GIVEN PASSAGE:
++++++++++

Educational only. This is not legal, tax, or financial advice. Tax rules, contribution limits, state laws, and regulatory guidance change frequently. Consult your CPA, attorney, or financial advisor before acting on anything below. Last reviewed dates are shown at the bottom of each guide — numbers may be outdated.
A $500k W-2 offer and a $500k 1099 offer are not the same offer. After taxes, benefits, and retirement space, they can land $40-60k apart in either direction. Here is the frame.
What each classification actually means
- W-2 employee: The group withholds income tax + half of FICA (Social Security + Medicare). The group pays the other half of FICA. You get a W-2 in January and file a normal 1040.
- 1099 independent contractor: The group pays you gross. You owe both halves of FICA (the combined 15.3% self-employment tax, up to the SSA wage base, then 2.9-3.8%). You file Schedule C or a business return depending on entity.
The tax differences
FICA / SE tax (the big one)
- W-2 employee: pays 7.65% of wages up to wage base, employer pays the other 7.65%
- 1099 sole prop: pays the full 15.3% (though half is deductible above the line)
- S-corp election lets 1099 income avoid SE tax on the distribution portion — typically saving $8-15k/year for $250-500k profit. See Entity Structure.
Deductions
- W-2: very limited. Unreimbursed business expenses are no longer deductible under current law.
- 1099: broad Schedule C deductions — home office, CME, licensure, computer, reference materials, health insurance (above-the-line if self-employed), retirement contributions.
A radiologist running a home office for teleradiology can legitimately deduct $5-15k/year in previously-phantom expenses.

++++++++++

WORK INSTRUCTION A: Decide whether each statement agrees with the W-2 versus 1099 guide: (i) for a W-2 employee, the group pays half of FICA; (ii) W-2 employees can still deduct unreimbursed business expenses; (iii) an S-corp election typically saves $8-15k a year for $250-500k profit. For each, answer yes or no and quote the deciding words.
WORK INSTRUCTION B: Please reproduce the W-2 versus 1099 guide from "- 1099 independent" to "above the line)" word for word.
Nothing in the entries is needed for the tasks on this page.

[Phrase grounding data]
++++++++++

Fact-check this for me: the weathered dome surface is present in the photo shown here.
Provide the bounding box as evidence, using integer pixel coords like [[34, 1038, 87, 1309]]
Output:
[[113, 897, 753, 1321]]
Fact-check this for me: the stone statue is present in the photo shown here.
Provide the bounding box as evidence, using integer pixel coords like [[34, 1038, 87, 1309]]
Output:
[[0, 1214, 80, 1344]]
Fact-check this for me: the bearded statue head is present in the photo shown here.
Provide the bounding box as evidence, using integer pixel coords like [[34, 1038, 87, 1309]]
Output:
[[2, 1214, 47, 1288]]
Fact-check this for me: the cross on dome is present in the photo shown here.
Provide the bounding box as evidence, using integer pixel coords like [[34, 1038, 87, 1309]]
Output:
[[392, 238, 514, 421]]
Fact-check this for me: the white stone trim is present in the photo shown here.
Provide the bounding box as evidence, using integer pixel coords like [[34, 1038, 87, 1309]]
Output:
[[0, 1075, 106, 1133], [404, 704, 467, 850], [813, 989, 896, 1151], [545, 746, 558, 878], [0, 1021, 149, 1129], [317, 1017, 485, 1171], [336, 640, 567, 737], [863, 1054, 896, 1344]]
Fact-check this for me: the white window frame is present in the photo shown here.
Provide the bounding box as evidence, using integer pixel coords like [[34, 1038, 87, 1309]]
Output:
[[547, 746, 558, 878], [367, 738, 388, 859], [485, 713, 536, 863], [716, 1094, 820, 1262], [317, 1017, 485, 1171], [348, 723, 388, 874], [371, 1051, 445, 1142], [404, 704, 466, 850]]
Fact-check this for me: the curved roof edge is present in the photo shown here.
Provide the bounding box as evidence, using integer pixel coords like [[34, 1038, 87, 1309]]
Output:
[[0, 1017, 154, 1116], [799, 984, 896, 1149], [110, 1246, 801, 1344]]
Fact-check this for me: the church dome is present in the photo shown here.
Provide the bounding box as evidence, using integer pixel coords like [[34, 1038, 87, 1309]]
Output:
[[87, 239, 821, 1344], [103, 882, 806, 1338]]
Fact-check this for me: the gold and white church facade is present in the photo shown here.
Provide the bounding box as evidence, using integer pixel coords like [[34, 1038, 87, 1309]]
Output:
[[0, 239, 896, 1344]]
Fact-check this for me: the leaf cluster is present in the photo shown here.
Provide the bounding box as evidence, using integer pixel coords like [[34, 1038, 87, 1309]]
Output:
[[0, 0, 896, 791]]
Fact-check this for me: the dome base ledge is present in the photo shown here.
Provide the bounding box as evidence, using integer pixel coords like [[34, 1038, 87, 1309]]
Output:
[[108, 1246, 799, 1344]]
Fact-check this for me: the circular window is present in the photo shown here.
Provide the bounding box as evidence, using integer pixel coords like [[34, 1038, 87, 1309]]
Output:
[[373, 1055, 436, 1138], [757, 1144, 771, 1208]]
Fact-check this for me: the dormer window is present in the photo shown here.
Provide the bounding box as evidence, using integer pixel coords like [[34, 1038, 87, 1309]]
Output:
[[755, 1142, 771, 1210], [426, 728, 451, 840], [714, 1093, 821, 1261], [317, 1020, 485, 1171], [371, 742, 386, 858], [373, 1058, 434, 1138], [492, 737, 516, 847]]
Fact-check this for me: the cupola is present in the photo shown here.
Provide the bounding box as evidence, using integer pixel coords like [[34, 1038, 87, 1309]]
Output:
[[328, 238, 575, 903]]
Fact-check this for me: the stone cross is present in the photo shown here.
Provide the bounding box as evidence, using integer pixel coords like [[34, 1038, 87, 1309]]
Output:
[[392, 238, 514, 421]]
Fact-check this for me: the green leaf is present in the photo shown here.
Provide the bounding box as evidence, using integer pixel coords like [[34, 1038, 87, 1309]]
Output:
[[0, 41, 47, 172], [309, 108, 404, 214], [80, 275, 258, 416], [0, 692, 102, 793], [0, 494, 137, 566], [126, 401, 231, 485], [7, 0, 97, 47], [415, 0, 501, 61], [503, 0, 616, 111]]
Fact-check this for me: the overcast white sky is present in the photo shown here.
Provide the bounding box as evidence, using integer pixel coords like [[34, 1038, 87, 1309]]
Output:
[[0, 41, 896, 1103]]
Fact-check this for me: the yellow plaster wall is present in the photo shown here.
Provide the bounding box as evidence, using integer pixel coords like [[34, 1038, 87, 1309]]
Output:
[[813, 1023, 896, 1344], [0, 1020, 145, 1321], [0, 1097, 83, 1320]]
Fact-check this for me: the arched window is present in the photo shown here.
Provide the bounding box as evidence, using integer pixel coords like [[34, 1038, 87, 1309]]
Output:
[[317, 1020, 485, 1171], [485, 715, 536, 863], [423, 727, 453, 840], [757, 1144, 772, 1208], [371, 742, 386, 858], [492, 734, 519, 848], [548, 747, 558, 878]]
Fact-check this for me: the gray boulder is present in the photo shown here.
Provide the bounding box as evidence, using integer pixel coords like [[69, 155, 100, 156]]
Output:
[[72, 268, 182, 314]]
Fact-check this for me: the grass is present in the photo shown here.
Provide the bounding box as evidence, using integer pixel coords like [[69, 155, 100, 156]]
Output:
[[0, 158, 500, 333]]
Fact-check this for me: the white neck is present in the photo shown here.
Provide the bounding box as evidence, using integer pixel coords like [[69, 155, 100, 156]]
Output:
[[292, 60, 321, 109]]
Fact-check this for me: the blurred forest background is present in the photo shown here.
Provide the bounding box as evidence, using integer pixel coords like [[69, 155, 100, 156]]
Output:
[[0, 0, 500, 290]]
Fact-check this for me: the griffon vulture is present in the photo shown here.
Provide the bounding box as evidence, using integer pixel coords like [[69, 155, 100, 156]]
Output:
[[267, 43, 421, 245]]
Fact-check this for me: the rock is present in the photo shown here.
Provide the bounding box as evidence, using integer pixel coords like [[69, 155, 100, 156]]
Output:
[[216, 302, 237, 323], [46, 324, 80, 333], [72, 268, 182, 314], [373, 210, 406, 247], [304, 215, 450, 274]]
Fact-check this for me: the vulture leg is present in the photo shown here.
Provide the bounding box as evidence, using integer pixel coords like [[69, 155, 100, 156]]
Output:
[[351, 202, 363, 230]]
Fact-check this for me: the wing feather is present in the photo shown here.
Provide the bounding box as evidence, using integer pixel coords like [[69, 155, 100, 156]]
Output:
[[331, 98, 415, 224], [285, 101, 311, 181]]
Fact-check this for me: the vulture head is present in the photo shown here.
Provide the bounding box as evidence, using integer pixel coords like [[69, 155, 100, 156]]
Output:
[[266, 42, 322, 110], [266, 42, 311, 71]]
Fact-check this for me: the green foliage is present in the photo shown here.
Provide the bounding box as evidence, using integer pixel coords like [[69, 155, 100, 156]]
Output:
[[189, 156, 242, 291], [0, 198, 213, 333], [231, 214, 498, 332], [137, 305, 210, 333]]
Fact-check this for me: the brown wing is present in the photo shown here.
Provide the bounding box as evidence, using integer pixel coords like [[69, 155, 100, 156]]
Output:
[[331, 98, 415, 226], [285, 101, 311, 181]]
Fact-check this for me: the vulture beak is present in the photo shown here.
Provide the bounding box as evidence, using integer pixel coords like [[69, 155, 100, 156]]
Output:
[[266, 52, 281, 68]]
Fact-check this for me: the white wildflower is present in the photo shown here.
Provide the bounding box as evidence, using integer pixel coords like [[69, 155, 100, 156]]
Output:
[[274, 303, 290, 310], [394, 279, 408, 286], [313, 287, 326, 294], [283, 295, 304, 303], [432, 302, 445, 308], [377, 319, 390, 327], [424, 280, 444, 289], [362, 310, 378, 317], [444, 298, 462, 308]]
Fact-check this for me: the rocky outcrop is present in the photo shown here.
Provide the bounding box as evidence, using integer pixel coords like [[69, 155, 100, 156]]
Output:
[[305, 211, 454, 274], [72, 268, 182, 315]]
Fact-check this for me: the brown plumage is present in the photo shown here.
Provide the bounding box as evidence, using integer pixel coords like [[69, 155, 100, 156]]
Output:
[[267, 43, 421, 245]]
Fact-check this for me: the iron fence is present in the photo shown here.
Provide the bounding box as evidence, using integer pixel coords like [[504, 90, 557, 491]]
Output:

++++++++++

RESPONSE AREA A:
(i) Yes: "The group pays the other half of FICA."
(ii) No: "Unreimbursed business expenses are no longer deductible under current law."
(iii) Yes: "typically saving $8-15k/year for $250-500k profit"

RESPONSE AREA B:
- 1099 independent contractor: The group pays you gross. You owe both halves of FICA (the combined 15.3% self-employment tax, up to the SSA wage base, then 2.9-3.8%). You file Schedule C or a business return depending on entity.
The tax differences
FICA / SE tax (the big one)
- W-2 employee: pays 7.65% of wages up to wage base, employer pays the other 7.65%
- 1099 sole prop: pays the full 15.3% (though half is deductible above the line)